_What you need to do_
Copy the stretch from the line that contains "Question. For every instance of the rock cliff" through the end of the items word for word, with the pictures left out.

[Raw records]
*-*-*

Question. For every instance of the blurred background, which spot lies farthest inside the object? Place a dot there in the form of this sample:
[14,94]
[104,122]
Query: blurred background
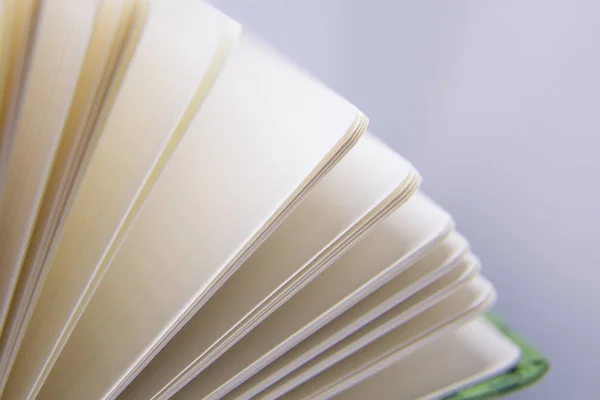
[497,105]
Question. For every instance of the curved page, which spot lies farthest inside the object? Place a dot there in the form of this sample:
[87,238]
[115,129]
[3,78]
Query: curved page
[175,61]
[62,33]
[113,36]
[402,313]
[438,262]
[392,247]
[470,302]
[263,136]
[258,349]
[471,354]
[339,205]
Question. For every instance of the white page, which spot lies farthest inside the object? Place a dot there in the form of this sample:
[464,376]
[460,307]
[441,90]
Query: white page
[341,203]
[18,21]
[259,140]
[58,52]
[114,35]
[173,65]
[402,313]
[471,354]
[447,257]
[265,344]
[457,310]
[387,251]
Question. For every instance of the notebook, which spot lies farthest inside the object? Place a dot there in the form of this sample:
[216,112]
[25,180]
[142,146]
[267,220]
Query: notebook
[186,213]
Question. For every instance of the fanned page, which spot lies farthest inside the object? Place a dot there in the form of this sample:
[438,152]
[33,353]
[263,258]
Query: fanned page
[471,354]
[18,23]
[402,313]
[262,138]
[361,271]
[465,305]
[309,347]
[181,48]
[348,200]
[63,29]
[264,345]
[432,267]
[106,57]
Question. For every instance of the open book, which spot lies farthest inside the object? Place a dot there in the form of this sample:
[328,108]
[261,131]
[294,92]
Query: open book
[186,214]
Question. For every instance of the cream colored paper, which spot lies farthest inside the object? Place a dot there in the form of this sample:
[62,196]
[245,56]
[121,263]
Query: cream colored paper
[264,135]
[182,48]
[471,354]
[370,176]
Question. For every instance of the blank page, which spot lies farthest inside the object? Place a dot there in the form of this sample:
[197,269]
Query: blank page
[112,38]
[431,295]
[463,358]
[256,350]
[341,203]
[18,20]
[178,53]
[57,56]
[263,135]
[389,249]
[468,303]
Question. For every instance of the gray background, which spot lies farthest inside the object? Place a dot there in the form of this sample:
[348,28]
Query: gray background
[497,104]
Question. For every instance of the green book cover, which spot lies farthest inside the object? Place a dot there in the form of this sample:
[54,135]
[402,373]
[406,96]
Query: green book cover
[530,369]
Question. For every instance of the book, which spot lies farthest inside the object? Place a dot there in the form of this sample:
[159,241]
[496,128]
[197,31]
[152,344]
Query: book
[186,213]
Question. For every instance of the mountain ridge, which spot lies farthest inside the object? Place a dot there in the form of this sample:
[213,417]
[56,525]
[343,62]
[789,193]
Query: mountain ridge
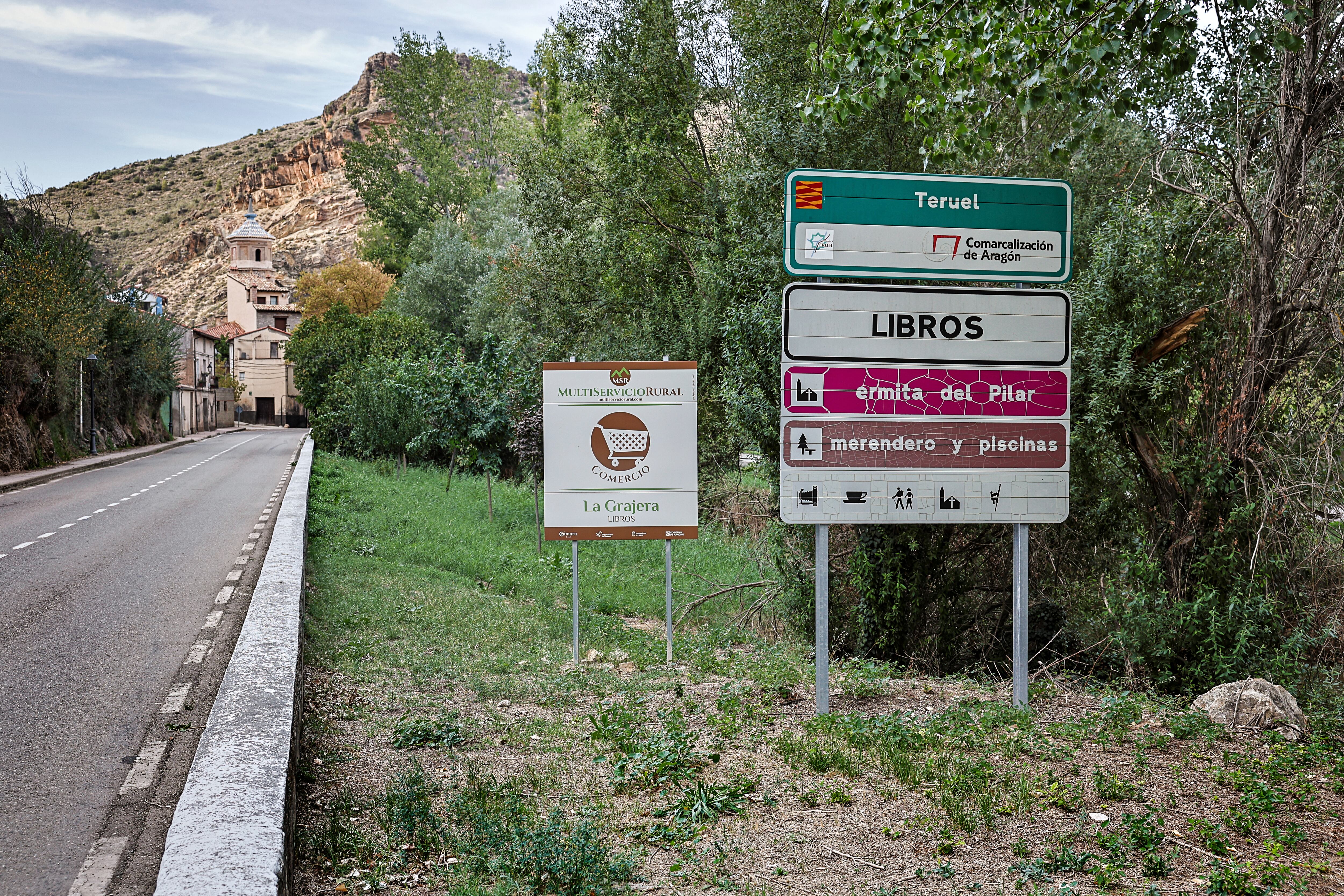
[160,224]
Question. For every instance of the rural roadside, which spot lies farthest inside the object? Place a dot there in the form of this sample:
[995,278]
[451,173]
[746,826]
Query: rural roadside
[127,856]
[452,746]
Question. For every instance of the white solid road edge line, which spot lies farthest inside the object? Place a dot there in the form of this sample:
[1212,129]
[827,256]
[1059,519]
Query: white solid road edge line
[228,832]
[96,874]
[143,773]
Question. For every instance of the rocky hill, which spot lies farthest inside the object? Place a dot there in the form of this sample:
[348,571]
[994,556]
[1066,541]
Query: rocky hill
[162,222]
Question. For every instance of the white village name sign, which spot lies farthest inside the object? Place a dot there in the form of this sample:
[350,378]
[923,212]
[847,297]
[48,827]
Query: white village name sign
[621,451]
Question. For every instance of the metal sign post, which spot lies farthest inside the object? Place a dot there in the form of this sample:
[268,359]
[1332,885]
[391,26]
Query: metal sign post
[1021,541]
[823,649]
[574,566]
[621,457]
[667,582]
[923,405]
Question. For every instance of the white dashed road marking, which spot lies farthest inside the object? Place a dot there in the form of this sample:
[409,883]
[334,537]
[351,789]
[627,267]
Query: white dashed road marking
[99,867]
[177,696]
[143,773]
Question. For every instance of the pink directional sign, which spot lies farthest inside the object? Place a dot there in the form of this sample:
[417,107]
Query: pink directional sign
[925,391]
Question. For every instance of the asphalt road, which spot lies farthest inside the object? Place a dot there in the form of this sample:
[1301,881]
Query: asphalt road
[105,578]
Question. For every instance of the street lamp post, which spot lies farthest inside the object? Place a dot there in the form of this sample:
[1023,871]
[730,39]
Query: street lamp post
[93,413]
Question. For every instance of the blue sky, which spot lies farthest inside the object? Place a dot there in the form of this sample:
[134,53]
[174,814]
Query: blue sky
[92,87]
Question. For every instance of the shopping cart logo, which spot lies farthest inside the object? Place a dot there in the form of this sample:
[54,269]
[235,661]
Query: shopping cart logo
[620,441]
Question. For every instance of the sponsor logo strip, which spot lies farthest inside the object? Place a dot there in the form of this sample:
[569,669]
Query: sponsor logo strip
[619,533]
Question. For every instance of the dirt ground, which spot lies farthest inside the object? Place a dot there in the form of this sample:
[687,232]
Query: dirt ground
[802,832]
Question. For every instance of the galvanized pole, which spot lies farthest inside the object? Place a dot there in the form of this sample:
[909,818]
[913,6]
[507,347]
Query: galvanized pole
[1021,546]
[574,566]
[823,561]
[667,582]
[1021,541]
[823,577]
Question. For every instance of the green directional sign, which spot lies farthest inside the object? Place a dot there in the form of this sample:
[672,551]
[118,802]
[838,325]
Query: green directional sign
[865,224]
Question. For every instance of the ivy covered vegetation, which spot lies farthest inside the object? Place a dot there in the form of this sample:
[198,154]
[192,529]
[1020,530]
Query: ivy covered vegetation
[636,213]
[60,305]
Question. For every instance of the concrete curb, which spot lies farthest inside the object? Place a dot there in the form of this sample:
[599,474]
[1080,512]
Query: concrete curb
[229,831]
[37,477]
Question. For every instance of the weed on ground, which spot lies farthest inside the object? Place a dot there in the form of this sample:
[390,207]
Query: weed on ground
[453,747]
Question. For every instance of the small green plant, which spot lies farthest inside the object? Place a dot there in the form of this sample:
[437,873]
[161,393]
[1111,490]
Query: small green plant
[408,816]
[898,763]
[1195,726]
[1291,836]
[699,805]
[1030,872]
[1066,797]
[1023,794]
[1144,832]
[1209,837]
[341,839]
[1066,860]
[1113,841]
[1156,864]
[1233,879]
[1113,788]
[1108,876]
[444,733]
[863,679]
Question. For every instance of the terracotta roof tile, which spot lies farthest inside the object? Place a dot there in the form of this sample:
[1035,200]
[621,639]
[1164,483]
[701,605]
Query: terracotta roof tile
[260,279]
[228,330]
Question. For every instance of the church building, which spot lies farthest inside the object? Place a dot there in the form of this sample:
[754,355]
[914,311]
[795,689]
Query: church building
[256,296]
[261,317]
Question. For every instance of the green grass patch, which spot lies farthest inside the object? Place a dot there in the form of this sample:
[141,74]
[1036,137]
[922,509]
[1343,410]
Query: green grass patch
[410,578]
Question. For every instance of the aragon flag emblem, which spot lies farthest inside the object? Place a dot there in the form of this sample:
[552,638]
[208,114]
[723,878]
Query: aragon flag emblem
[807,194]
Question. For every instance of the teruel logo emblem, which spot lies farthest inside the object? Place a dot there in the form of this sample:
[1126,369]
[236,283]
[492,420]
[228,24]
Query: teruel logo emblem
[620,441]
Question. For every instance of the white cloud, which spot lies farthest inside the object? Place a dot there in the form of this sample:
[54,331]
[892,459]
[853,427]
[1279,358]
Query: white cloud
[217,56]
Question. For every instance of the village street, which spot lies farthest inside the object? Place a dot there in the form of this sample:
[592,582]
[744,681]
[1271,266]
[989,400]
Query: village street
[107,580]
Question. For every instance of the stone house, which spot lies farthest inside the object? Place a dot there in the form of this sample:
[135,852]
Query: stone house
[194,406]
[267,390]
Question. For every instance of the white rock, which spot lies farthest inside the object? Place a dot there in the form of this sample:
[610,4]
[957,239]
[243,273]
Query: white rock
[1253,703]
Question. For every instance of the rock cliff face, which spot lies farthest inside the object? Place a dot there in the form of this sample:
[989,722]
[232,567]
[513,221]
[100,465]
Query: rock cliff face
[162,222]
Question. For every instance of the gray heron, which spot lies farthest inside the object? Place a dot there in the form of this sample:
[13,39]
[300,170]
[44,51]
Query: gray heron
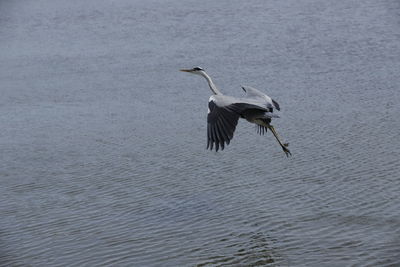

*-*-*

_Full solution_
Question. For every instance of the rock cliff face, which spot lies farthest inside the object? Place a dot there in the form of this sample:
[989,722]
[232,567]
[513,221]
[100,465]
Query: rock cliff face
[162,222]
Question. For every instance of the gray heron, which spot lies farthest inside the object? Place a dot there in the form of this sample:
[13,39]
[300,170]
[44,51]
Query: gray heron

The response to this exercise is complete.